Text for analysis
=== Begin Enclosure ===

The Commission cited this earlier push-back from NMPF and dairy groups as a key reason for its recent decision to defer imposing limits on Class III milk and two cash-settled contracts for other animal agriculture commodities. However, CFTC declined to exempt cash-settled contracts altogether, and indicated it would revisit the issue of position limits on such contracts at some future time.

In its recent comments to the CFTC, NMPF again argued that there is little reason to impose limits on dairy futures contracts, and it will continue to argue to this effect in response to any future Commission proposals on the issue. The CME exchange has rules that are adequate to guard against any distorting speculative activity in dairy futures contracts, NMPF said.

MPP Margin Above $11 in January

The U.S. average all-milk price rose $0.10 a hundredweight in January to $18.90 per hundredweight, as reported by USDA’s National Agricultural Statistics Service (NASS). NASS also said the ingredient prices in the MPP monthly feed cost were $7.84 per hundredweight, generating a monthly margin of $11.06 per hundredweight. The January MPP margin was down $0.04 a hundredweight from the December margin.

=== End Enclosure ===

(Point localization data)
=== Begin Enclosure ===

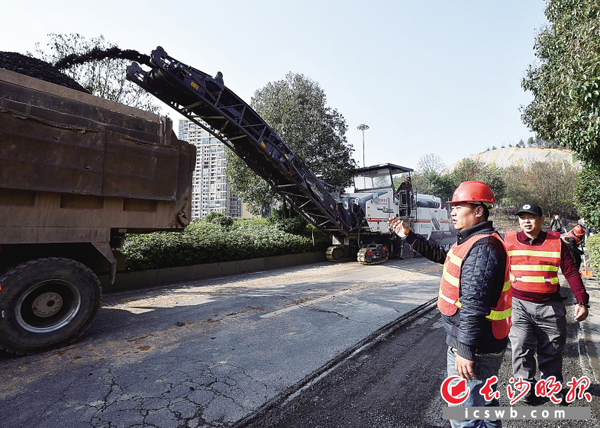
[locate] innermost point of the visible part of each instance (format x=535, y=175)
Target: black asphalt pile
x=37, y=68
x=98, y=54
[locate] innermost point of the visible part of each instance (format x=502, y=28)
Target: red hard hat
x=579, y=230
x=473, y=191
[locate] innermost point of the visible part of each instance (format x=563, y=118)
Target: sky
x=437, y=76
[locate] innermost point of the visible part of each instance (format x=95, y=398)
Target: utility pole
x=362, y=127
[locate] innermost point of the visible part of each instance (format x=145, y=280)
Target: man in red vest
x=574, y=238
x=539, y=322
x=474, y=296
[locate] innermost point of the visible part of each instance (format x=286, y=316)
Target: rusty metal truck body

=== End Enclosure ===

Problem to work on
List every dollar amount that the dairy policy text above gives per hundredweight, with the figure each amount describes.

Task answer
- $0.10: the January rise in the U.S. average all-milk price
- $18.90: the U.S. average all-milk price in January
- $7.84: the ingredient prices in the MPP monthly feed cost
- $11.06: the monthly MPP margin
- $0.04: how much the January MPP margin was down from the December margin